Extracted text
Why this story matters: In a world where it is easy to feel overwhelmed by the scale of our problems, stories of localized innovation and community-driven success provide a grounded, realistic roadmap for broader progress.

Quick summary: This story highlights recent developments related to infrastructure, showing how constructive action can lead to meaningful results.

Photo for the article In the Land of Infrastructure Projects, Activists and Nature Lovers Saved Endangered Spoonbill Habitat
Spoon-billed sandpiper – by ken on Flickr (CC BY-NC-ND 2.0)

Following 25 days of vigorous local campaigning, residents in the supposedly-totalitarian country of China succeeded in halting highway construction that would have plowed through mudflats which 49 species of bird rely on for dinner and rest.

Among these is the spoon-billed sandpiper, a migratory shorebird with a global population of less than 500, and which is considered “Critically-Endangered” by the IUCN.

It’s a story as old as the automobile: straight roads make easy plans, and woe betide anything or anyplace, whether old-growth forest or mudflat, that is located along its path.

So it was that on April 30th, in southernmost province of Guangxi, a highway plan was approved that would have severely impacted coastal mudflats that host 20,000 birds from 46 species including migratory ones.

Under Chinese law, environmental impact assessments are required before any infrastructure project. A 27-mile long stretch of highway near Xichang town would cut right across more than 50 acres of mudflats and coastal mangroves, where a survey recently identified 14 spoon-billed sandpipers.

The number qualifies the area to be of international importance under China’s commitment to the Ramsar Convention on the protection of ecologically significant wetlands. Aside from international law, the sandpiper is also rarer than virtually any other animal in the country, and already guaranteed the highest national protections.

Li Jiahe came to learn about the sandpiper and the highway which threatened it while he was at university in the Netherlands. Online outcries reached Mr. Li at school, and loving all animal species, he quickly took action for the first time in his life to try and save what the Chinese English-language outlet Sixth Tone described as “a handful of birds he has never seen in a place he has never visited.”

Stated problem 1
Reproduce the article on the sandpiper habitat in full, word for word.
Stated problem 2
Return each line of the entries that contains the string "reddish", treating uppercase and lowercase as different.
The article and the entries come from unrelated sources.

Input records
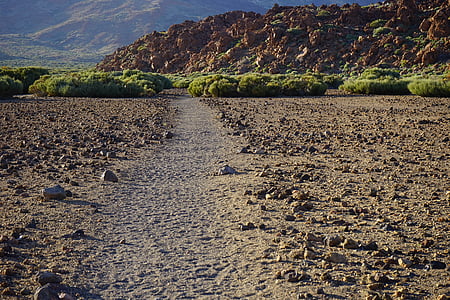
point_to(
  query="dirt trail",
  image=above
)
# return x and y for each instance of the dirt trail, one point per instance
(162, 236)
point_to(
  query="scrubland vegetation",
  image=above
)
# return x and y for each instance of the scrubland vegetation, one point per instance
(135, 83)
(379, 81)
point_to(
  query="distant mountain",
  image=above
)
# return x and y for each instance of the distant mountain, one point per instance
(83, 31)
(405, 33)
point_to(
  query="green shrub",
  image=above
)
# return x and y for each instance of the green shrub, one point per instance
(376, 87)
(259, 85)
(381, 30)
(214, 86)
(377, 23)
(294, 87)
(86, 84)
(151, 83)
(27, 75)
(379, 73)
(430, 88)
(333, 81)
(316, 88)
(10, 86)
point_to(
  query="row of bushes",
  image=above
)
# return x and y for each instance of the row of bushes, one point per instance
(255, 85)
(130, 83)
(15, 81)
(378, 81)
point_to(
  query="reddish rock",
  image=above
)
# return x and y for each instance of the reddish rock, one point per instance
(294, 38)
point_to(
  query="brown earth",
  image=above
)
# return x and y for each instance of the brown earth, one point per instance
(336, 197)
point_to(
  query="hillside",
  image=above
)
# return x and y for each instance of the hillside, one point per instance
(406, 33)
(83, 31)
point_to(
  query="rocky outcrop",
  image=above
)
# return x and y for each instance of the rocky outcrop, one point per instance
(326, 38)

Full solution 1
Why this story matters: In a world where it is easy to feel overwhelmed by the scale of our problems, stories of localized innovation and community-driven success provide a grounded, realistic roadmap for broader progress.

Quick summary: This story highlights recent developments related to infrastructure, showing how constructive action can lead to meaningful results.

Photo for the article In the Land of Infrastructure Projects, Activists and Nature Lovers Saved Endangered Spoonbill Habitat
Spoon-billed sandpiper – by ken on Flickr (CC BY-NC-ND 2.0)

Following 25 days of vigorous local campaigning, residents in the supposedly-totalitarian country of China succeeded in halting highway construction that would have plowed through mudflats which 49 species of bird rely on for dinner and rest.

Among these is the spoon-billed sandpiper, a migratory shorebird with a global population of less than 500, and which is considered “Critically-Endangered” by the IUCN.

It’s a story as old as the automobile: straight roads make easy plans, and woe betide anything or anyplace, whether old-growth forest or mudflat, that is located along its path.

So it was that on April 30th, in southernmost province of Guangxi, a highway plan was approved that would have severely impacted coastal mudflats that host 20,000 birds from 46 species including migratory ones.

Under Chinese law, environmental impact assessments are required before any infrastructure project. A 27-mile long stretch of highway near Xichang town would cut right across more than 50 acres of mudflats and coastal mangroves, where a survey recently identified 14 spoon-billed sandpipers.

The number qualifies the area to be of international importance under China’s commitment to the Ramsar Convention on the protection of ecologically significant wetlands. Aside from international law, the sandpiper is also rarer than virtually any other animal in the country, and already guaranteed the highest national protections.

Li Jiahe came to learn about the sandpiper and the highway which threatened it while he was at university in the Netherlands. Online outcries reached Mr. Li at school, and loving all animal species, he quickly took action for the first time in his life to try and save what the Chinese English-language outlet Sixth Tone described as “a handful of birds he has never seen in a place he has never visited.”

Full solution 2
  query="reddish rock",
# return x and y for each instance of the reddish rock, one point per instance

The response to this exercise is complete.